ENTRIES SUPPLIED Start Marker

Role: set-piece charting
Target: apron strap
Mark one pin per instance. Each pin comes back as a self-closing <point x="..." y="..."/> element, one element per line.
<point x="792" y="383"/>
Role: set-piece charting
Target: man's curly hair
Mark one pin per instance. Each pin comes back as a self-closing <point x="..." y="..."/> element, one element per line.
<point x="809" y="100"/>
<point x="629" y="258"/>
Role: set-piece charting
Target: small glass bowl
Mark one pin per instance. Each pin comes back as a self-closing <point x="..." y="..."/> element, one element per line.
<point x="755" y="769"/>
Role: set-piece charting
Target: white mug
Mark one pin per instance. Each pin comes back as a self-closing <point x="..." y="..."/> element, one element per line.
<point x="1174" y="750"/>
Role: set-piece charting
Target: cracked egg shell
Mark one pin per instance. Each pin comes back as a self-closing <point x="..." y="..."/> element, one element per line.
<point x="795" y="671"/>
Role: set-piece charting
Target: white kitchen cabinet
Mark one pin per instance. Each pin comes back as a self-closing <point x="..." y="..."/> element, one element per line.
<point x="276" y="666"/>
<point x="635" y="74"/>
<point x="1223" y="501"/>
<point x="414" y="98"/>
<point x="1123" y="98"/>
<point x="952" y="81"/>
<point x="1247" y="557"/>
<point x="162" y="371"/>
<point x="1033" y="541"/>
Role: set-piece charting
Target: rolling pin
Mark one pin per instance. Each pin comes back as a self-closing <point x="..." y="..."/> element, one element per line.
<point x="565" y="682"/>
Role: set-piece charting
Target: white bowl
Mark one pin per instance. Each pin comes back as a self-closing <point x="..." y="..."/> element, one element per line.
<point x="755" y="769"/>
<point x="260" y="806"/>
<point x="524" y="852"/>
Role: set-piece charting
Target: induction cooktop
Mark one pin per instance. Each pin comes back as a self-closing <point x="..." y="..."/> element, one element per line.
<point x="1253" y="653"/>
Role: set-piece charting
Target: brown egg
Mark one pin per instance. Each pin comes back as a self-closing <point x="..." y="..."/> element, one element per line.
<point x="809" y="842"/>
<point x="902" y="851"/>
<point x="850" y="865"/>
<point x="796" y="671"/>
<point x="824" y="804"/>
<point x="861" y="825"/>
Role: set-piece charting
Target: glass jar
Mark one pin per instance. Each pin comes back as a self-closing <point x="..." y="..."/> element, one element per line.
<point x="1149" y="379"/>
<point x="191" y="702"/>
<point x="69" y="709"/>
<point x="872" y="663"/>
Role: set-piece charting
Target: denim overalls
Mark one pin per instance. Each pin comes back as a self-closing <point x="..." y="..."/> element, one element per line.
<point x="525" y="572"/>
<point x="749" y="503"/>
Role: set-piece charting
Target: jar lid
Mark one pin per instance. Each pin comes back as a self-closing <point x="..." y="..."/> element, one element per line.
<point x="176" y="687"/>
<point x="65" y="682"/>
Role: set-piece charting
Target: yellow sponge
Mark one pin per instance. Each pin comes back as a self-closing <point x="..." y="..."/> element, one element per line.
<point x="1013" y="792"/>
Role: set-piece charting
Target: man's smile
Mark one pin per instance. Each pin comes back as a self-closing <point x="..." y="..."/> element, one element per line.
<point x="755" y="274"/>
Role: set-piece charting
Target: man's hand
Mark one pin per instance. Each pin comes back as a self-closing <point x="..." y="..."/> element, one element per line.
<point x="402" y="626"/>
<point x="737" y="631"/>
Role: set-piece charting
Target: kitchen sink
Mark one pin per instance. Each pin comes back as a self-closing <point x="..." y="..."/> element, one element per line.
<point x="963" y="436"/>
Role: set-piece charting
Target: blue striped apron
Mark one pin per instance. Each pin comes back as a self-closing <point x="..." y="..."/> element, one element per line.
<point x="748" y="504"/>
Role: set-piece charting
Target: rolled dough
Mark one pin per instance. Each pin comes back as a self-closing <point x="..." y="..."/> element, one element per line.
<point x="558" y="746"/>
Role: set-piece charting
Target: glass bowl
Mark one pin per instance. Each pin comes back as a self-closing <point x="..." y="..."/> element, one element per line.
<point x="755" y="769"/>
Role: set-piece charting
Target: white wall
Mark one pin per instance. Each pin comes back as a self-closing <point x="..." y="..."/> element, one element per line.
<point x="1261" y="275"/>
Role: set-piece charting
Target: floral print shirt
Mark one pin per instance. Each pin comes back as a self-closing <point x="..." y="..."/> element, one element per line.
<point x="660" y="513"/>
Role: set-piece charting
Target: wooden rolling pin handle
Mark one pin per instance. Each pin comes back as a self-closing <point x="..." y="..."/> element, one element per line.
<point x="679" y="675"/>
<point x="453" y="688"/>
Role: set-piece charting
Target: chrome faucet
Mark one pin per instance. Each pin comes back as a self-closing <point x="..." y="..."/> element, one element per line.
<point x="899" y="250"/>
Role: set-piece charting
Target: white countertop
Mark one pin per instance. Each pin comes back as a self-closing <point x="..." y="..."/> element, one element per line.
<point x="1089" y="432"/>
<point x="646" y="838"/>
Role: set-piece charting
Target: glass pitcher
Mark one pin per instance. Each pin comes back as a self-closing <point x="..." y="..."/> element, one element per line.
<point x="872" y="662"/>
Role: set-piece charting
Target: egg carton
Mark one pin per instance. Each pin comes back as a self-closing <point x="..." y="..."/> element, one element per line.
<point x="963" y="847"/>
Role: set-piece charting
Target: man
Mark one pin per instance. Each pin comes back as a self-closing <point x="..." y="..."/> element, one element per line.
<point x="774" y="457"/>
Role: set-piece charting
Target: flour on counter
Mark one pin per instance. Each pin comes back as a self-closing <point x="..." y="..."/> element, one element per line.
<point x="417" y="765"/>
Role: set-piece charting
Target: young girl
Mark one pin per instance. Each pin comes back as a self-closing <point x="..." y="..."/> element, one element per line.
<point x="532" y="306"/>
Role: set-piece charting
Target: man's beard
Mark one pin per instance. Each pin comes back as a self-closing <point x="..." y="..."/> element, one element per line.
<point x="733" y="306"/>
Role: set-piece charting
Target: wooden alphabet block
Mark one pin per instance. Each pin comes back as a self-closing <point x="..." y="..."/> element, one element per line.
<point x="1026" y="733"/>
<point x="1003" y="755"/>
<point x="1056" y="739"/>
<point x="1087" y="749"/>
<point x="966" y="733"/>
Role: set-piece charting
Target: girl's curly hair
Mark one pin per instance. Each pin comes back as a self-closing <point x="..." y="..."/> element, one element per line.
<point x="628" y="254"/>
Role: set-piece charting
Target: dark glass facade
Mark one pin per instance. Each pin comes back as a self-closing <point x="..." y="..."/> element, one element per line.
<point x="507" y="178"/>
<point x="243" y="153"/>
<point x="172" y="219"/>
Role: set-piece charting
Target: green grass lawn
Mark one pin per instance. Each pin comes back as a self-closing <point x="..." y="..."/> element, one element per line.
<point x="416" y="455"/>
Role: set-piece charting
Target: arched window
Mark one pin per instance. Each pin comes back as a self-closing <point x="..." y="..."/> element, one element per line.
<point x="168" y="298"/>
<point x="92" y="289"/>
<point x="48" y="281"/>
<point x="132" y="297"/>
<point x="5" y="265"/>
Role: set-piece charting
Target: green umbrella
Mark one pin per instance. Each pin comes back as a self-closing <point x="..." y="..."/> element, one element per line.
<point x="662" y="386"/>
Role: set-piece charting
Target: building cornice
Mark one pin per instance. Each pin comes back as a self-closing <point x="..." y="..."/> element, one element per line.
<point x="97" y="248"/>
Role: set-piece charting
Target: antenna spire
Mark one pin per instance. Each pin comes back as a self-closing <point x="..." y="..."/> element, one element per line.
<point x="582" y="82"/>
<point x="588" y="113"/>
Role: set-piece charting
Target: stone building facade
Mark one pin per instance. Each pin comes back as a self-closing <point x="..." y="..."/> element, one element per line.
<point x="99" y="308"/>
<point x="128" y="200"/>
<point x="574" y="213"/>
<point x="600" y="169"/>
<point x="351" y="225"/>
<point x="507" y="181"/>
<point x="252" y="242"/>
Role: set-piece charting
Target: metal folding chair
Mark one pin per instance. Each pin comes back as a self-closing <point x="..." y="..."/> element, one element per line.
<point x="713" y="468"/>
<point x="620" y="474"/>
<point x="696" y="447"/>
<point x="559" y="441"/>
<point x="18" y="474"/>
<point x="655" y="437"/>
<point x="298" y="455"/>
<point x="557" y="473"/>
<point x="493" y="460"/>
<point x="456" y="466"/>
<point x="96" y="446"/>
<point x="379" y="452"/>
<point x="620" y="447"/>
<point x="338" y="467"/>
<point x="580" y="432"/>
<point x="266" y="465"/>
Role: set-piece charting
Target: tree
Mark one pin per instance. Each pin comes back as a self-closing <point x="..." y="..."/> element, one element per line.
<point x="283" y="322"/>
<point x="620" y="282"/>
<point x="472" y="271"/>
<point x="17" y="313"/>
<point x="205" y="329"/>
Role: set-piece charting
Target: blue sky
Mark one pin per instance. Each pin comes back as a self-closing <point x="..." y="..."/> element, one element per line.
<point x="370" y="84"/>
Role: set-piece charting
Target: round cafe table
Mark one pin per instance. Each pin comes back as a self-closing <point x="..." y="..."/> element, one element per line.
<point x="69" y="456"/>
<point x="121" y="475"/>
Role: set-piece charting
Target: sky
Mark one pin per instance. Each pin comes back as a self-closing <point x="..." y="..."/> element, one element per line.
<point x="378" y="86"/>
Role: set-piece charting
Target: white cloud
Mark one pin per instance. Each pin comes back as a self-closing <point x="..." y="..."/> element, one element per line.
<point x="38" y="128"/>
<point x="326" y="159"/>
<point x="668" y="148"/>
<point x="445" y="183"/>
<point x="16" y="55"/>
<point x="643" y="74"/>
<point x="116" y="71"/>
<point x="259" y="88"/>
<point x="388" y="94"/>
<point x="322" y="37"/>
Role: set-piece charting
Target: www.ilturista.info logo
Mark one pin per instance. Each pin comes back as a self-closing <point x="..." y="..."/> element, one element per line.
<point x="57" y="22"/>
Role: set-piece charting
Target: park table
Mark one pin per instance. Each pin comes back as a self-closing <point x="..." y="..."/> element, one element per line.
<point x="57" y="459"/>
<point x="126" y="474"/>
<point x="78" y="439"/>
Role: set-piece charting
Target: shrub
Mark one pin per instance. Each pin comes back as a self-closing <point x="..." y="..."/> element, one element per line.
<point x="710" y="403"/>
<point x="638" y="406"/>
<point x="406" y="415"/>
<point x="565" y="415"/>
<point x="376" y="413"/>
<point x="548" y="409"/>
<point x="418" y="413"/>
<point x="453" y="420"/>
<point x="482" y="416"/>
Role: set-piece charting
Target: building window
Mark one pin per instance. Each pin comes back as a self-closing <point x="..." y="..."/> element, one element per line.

ENTRIES SUPPLIED End Marker

What lines in the data above contain the word "window"? Show them all.

:: TASK OUTPUT ::
Target: arched window
Target: building window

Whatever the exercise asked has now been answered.